* **Available data**:
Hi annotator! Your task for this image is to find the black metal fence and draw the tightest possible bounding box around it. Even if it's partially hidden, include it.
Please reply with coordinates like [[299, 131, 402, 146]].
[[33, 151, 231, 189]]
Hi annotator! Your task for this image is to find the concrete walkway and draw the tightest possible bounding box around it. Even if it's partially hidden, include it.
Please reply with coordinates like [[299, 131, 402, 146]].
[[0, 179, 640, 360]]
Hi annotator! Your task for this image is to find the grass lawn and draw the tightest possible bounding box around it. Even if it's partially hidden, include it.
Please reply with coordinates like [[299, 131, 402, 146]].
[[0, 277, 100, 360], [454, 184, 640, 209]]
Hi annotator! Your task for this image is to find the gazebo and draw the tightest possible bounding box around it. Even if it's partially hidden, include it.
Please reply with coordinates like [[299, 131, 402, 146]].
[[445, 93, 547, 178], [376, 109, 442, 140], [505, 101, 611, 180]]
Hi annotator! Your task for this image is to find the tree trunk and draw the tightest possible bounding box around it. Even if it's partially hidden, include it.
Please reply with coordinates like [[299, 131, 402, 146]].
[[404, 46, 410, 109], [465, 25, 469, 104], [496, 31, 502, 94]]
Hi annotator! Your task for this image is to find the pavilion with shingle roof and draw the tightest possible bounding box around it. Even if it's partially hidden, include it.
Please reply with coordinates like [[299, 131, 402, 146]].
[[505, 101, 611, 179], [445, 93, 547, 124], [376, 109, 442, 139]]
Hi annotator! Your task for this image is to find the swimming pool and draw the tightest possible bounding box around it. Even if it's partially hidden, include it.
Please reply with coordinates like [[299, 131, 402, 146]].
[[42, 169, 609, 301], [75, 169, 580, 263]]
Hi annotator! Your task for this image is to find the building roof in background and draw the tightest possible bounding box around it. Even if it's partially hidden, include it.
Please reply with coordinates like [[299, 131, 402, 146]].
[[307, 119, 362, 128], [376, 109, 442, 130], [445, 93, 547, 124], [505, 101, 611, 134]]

* **Set problem**: Convert the lines from the line with "find the pavilion" to the line with "[[42, 169, 609, 301], [75, 169, 580, 263]]" into a JSON list of strings, one string per line, omitting blank lines.

* **Task output**:
[
  "Hi annotator! Your task for this image is to find the pavilion with shingle roof and draw the tightest possible bounding box around it. Even if it's partially hidden, include it.",
  "Please reply with coordinates like [[299, 131, 402, 146]].",
  "[[505, 101, 611, 179], [445, 93, 547, 124], [376, 109, 442, 139]]",
  "Hi annotator! Your task for this image is to find the swimming pool and draw the tightest possible bounding box around it. Even if it's partially hidden, include it.",
  "Please reply with coordinates like [[299, 131, 402, 146]].",
  "[[42, 169, 609, 301], [75, 169, 580, 263]]"
]